Short task a :: In the Gabfoods post, switch "cookbook" to "recipe book" and give the passage again, starting at "Casa is, as" and ending at "courtesy of Gabfoods.".

Supplied passage ::
——————————

Gjusta Conversations: Gabriela Palatchi Elhadef of Gabfoods

Posted by Gjusta Goods on

 

In 2017, we happened to meet Gabriela Palatchi Elhadef over lunch at Gjelina — three months later, she'd go on to open her first restaurant Gabfoods, an Istanbul cafe centered around healthful, plant-based ingredients that in many ways is an entirely unique take on "health foods" — a soulful, entirely specific blend of Gabriela's cultural identity — with an upbringing in Spain and adulthood in Istanbul. Since lockdown, Gabriela ingeniously pivoted her restaurant seemingly overnight, prolifically creating a beautiful line of pantry items, transforming Gabfoods into a takeaway market, and — somehow in the midst of it all — writing and self-publishing a cookbook, Casa. 

Casa is, as she explains, a mix of this wide range of culinary inspirations, from comforting family recipes passed down from her grandmother to grain-free paleo bread and everything in between. We're honored to be the first US stockist to sell the cookbook (it's now available in-store!), and were thrilled to be able to ask Gabriela more about her journey. 

All photos courtesy of Gabfoods.

——————————

Provided records ::
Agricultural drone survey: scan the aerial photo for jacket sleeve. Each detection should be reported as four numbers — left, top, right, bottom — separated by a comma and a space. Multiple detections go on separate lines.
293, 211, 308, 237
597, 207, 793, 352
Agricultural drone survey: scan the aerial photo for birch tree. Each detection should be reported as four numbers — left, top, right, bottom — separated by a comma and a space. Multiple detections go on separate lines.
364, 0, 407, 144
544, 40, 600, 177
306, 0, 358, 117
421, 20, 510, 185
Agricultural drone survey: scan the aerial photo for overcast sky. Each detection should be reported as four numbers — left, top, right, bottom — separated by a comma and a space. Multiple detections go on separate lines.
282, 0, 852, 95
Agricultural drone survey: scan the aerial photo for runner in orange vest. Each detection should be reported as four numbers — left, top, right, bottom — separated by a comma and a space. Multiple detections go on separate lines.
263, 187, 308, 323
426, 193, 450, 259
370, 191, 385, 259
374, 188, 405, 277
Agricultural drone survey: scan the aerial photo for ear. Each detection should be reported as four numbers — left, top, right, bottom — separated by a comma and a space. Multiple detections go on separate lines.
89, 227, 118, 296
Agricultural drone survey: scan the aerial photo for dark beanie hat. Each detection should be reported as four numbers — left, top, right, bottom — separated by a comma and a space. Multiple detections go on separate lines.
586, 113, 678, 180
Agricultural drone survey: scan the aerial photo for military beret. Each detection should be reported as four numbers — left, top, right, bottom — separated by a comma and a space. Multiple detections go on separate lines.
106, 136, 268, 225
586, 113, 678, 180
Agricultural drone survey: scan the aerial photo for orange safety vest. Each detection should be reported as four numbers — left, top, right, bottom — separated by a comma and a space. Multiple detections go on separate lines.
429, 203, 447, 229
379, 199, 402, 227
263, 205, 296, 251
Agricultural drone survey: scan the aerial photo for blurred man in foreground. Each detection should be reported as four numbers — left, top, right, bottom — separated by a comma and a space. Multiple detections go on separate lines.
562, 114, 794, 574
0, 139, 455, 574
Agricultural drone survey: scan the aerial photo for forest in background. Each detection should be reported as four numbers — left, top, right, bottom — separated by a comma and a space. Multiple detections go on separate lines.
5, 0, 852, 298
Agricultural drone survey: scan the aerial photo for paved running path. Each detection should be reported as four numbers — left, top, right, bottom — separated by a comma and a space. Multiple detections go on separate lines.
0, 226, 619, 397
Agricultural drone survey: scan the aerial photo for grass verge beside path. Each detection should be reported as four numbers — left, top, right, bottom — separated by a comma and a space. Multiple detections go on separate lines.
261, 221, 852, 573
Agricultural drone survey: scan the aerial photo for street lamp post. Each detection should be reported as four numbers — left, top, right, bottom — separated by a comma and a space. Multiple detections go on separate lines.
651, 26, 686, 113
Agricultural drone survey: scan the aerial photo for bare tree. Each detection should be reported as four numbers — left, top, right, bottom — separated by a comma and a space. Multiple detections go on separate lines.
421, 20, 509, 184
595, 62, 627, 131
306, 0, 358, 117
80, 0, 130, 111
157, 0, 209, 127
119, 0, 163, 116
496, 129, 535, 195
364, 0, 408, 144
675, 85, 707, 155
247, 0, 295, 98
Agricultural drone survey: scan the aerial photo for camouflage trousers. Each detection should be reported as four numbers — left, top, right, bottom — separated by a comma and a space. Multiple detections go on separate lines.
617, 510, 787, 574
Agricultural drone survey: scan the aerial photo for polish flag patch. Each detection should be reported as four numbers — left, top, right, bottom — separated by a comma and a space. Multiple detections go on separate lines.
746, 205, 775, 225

——————————

Short task b :: Present the records as a numbered list with blank lines dropped, starting at the line that contains "Agricultural drone survey: scan the aerial photo for grass" and ending at the line that contains "651, 26, 686, 113".

Task solution a ::
Casa is, as she explains, a mix of this wide range of culinary inspirations, from comforting family recipes passed down from her grandmother to grain-free paleo bread and everything in between. We're honored to be the first US stockist to sell the recipe book (it's now available in-store!), and were thrilled to be able to ask Gabriela more about her journey. 

All photos courtesy of Gabfoods.

Task solution b ::
1. Agricultural drone survey: scan the aerial photo for grass verge beside path. Each detection should be reported as four numbers — left, top, right, bottom — separated by a comma and a space. Multiple detections go on separate lines.
2. 261, 221, 852, 573
3. Agricultural drone survey: scan the aerial photo for street lamp post. Each detection should be reported as four numbers — left, top, right, bottom — separated by a comma and a space. Multiple detections go on separate lines.
4. 651, 26, 686, 113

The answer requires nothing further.